- [What to produce]: Return every line of the records below without any change, omitting the pictures.

- [Records from a data source]:
- - -

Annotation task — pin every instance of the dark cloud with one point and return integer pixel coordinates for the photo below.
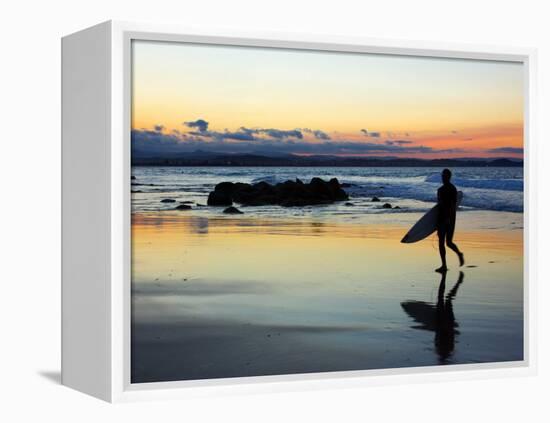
(278, 133)
(397, 142)
(152, 142)
(510, 150)
(370, 133)
(317, 133)
(200, 124)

- - -

- [Written response]:
Annotation task — pin every instance of the dark cloud with one point and return integer pixel coordinates for the photo below.
(278, 133)
(397, 142)
(152, 142)
(510, 150)
(370, 133)
(317, 133)
(200, 124)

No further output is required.